● **Problem to work on**:
Starting at the line below holding "If I wanted to draw a box around the sea" and stopping at the line holding "ocean water, where", print every line exactly, both ends included, and leave the rest out.

(Data entries)
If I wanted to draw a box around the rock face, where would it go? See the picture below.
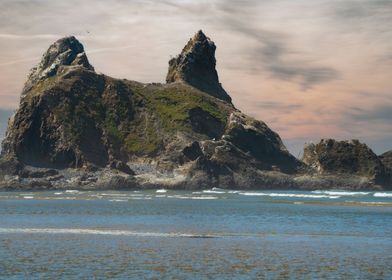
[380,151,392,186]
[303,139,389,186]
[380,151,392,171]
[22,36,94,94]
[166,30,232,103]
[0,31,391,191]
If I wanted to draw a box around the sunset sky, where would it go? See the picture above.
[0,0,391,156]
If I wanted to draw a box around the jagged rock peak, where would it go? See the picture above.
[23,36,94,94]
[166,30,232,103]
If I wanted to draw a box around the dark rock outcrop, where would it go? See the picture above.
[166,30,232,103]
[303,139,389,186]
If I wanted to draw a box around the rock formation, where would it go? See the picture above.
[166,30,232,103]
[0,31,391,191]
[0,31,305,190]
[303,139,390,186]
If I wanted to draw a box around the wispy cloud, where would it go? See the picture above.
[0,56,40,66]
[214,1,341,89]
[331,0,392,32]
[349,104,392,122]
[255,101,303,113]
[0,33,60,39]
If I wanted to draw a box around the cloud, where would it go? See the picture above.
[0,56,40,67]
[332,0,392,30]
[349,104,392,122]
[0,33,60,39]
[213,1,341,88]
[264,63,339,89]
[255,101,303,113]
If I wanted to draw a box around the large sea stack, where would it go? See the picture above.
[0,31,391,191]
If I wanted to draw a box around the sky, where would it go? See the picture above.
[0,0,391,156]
* * *
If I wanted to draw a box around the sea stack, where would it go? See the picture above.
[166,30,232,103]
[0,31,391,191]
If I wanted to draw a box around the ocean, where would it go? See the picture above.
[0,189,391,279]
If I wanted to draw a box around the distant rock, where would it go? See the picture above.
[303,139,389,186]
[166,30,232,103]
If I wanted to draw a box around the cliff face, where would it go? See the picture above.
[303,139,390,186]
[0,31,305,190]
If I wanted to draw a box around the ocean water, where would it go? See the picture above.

● **Task output**:
If I wanted to draw a box around the sea stack, where would it go? See the picture above.
[166,30,232,103]
[0,31,391,191]
If I wanted to draw a box around the ocean, where would it go? See the picture above.
[0,189,391,279]
If I wanted to draw a box around the distant rock, where would it go? See the picture above.
[303,139,389,186]
[166,30,232,103]
If I wanted to draw a box around the cliff face, where would it go? See the picture above.
[303,139,390,186]
[0,31,305,190]
If I wanted to draw a box around the ocean water, where would it go? See the picture above.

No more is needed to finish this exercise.